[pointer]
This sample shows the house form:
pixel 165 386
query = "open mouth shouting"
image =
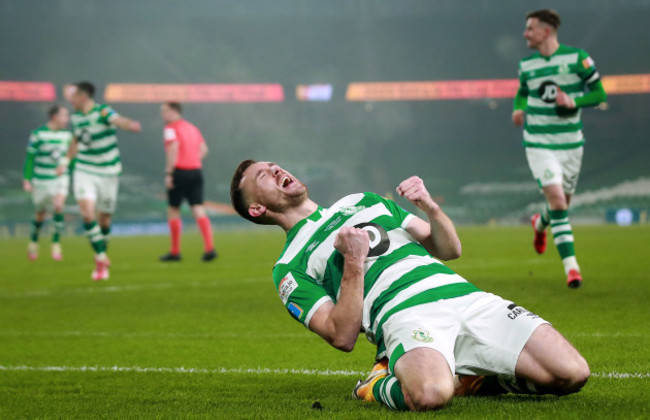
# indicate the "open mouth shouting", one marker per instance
pixel 286 181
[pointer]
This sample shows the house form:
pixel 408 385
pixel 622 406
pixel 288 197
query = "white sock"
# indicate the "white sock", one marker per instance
pixel 570 263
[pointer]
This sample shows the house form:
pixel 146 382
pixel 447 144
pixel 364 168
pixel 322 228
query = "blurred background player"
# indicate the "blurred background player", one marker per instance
pixel 185 150
pixel 551 93
pixel 97 167
pixel 47 146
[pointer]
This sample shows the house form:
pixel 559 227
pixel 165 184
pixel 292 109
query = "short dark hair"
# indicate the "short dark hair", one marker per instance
pixel 54 109
pixel 176 106
pixel 237 194
pixel 548 16
pixel 86 87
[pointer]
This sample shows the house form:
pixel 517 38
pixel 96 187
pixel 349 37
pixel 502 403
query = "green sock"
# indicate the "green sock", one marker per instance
pixel 35 228
pixel 544 220
pixel 58 227
pixel 95 237
pixel 389 392
pixel 546 217
pixel 106 231
pixel 563 238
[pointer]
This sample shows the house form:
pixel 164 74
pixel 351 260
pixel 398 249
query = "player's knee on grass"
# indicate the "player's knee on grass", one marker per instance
pixel 572 376
pixel 428 396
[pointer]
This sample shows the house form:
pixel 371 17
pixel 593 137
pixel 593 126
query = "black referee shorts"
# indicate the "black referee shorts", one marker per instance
pixel 188 184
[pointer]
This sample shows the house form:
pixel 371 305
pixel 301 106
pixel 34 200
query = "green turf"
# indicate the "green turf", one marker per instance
pixel 227 315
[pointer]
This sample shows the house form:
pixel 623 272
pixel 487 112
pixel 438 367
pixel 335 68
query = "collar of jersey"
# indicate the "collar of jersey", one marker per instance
pixel 314 217
pixel 560 49
pixel 91 110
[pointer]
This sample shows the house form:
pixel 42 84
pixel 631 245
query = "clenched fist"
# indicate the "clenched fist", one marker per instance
pixel 518 117
pixel 564 100
pixel 353 243
pixel 413 190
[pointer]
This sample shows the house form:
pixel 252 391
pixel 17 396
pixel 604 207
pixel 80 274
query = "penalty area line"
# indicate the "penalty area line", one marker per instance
pixel 252 371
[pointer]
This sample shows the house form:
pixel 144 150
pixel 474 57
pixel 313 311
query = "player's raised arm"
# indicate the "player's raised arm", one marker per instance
pixel 339 324
pixel 127 124
pixel 28 167
pixel 171 155
pixel 64 163
pixel 203 152
pixel 438 236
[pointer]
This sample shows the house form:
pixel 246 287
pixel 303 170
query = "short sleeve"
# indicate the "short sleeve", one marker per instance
pixel 523 86
pixel 169 134
pixel 300 294
pixel 402 216
pixel 587 68
pixel 108 114
pixel 32 143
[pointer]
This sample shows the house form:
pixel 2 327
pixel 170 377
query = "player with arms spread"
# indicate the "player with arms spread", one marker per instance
pixel 365 263
pixel 97 167
pixel 551 94
pixel 47 146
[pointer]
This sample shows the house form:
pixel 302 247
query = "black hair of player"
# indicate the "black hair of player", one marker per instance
pixel 239 202
pixel 54 109
pixel 86 87
pixel 548 16
pixel 176 106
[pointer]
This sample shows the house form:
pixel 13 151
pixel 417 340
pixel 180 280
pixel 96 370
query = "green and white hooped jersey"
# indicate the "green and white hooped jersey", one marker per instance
pixel 97 151
pixel 48 147
pixel 547 125
pixel 399 272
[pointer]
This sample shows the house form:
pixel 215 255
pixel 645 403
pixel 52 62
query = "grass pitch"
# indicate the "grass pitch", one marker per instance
pixel 197 340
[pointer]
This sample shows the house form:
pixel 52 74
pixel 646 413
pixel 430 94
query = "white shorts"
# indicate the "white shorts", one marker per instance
pixel 478 334
pixel 555 166
pixel 100 189
pixel 45 191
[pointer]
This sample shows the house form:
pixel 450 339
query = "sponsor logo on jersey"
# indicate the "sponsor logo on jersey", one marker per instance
pixel 378 238
pixel 56 154
pixel 295 310
pixel 333 224
pixel 422 336
pixel 516 311
pixel 312 246
pixel 286 287
pixel 548 91
pixel 350 210
pixel 548 174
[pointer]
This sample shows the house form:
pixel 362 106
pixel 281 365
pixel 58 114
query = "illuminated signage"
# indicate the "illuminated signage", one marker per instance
pixel 194 93
pixel 27 91
pixel 474 89
pixel 318 93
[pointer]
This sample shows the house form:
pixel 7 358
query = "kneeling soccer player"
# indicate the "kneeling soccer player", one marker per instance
pixel 365 263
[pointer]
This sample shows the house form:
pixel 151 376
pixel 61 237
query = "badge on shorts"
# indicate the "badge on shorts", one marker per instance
pixel 422 336
pixel 548 174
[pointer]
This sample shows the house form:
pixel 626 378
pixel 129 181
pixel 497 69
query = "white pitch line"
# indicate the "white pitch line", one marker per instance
pixel 112 334
pixel 138 369
pixel 151 334
pixel 251 371
pixel 100 288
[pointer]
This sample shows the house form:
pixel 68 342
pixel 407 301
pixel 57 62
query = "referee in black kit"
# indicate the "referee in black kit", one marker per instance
pixel 185 149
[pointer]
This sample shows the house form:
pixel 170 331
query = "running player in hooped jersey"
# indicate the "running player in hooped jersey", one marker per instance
pixel 366 264
pixel 47 146
pixel 97 168
pixel 551 94
pixel 185 150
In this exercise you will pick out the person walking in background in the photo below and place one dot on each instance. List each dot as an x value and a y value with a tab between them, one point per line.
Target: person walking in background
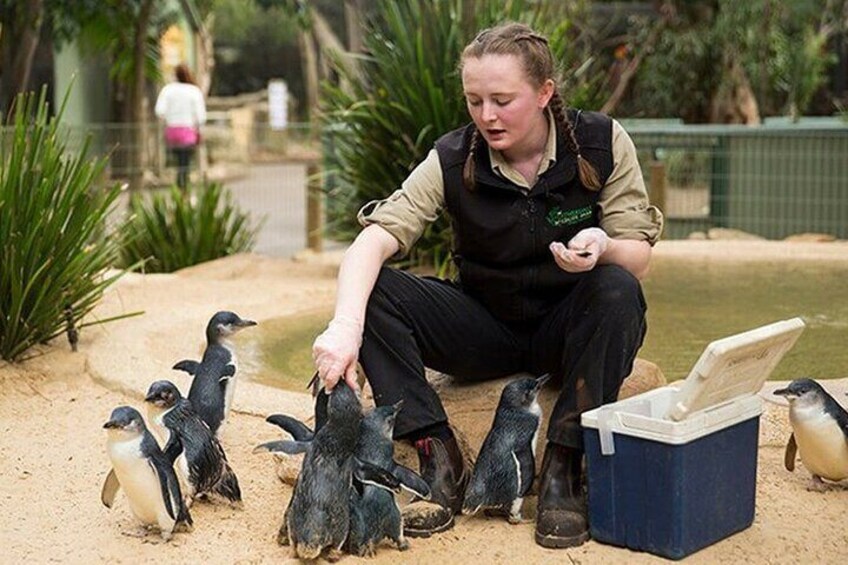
552	232
180	104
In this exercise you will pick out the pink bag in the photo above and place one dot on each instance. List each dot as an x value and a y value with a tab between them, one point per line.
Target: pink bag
181	136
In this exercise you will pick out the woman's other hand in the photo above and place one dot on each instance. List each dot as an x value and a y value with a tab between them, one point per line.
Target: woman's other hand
583	250
336	351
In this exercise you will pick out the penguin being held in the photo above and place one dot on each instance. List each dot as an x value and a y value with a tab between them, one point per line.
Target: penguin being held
506	465
144	472
374	513
213	387
200	459
318	514
819	432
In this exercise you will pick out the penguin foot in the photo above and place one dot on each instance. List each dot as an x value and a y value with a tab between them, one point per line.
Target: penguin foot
817	485
334	554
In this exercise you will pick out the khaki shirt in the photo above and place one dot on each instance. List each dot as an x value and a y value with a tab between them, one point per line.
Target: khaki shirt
625	212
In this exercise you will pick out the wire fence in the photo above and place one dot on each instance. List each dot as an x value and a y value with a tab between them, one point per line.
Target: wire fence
771	181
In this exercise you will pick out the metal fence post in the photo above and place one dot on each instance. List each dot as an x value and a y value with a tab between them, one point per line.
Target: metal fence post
657	179
314	207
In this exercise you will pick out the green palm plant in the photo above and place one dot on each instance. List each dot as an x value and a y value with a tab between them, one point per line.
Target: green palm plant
385	115
55	257
175	229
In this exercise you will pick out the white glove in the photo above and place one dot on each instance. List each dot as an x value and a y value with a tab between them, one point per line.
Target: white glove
336	351
583	250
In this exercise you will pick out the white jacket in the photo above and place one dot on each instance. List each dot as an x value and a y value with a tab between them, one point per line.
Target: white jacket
181	104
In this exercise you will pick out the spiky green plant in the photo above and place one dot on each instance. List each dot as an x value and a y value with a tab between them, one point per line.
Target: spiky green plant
384	116
55	258
175	229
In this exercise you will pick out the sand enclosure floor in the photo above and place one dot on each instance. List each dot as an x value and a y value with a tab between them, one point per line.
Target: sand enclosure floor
53	460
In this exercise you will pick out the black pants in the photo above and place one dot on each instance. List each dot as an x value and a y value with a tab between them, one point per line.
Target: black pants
183	157
589	341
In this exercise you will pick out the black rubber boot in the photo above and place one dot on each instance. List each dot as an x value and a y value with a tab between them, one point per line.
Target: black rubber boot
562	517
441	465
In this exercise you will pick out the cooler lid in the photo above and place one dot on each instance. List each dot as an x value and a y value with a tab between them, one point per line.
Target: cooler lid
734	366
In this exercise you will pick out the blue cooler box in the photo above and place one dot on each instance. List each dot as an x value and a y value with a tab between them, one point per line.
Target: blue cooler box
674	470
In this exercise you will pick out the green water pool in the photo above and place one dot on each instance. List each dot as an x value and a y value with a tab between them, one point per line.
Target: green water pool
690	303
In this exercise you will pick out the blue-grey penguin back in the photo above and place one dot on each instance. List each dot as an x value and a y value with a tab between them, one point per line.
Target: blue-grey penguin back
209	471
505	467
319	513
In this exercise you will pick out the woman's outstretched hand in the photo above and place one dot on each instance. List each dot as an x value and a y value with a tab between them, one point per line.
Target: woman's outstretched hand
336	351
583	250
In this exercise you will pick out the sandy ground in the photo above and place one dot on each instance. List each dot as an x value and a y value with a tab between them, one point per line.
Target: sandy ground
53	460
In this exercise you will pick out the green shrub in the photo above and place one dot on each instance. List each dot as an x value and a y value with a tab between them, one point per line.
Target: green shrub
53	268
406	92
173	230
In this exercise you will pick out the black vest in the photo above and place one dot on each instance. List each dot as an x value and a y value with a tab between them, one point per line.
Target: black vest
501	232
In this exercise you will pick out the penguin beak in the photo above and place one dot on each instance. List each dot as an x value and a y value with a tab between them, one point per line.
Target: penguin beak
784	392
540	382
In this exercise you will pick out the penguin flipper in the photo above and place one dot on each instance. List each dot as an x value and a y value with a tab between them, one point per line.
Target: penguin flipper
110	489
295	428
187	365
369	474
526	467
411	481
283	446
789	456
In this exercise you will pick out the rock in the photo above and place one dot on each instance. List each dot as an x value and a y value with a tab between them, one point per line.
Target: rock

*TASK REQUIREMENTS*:
Count how many lines of the listing include "rock". Nothing but the number is wanted.

*EXERCISE RESPONSE*:
2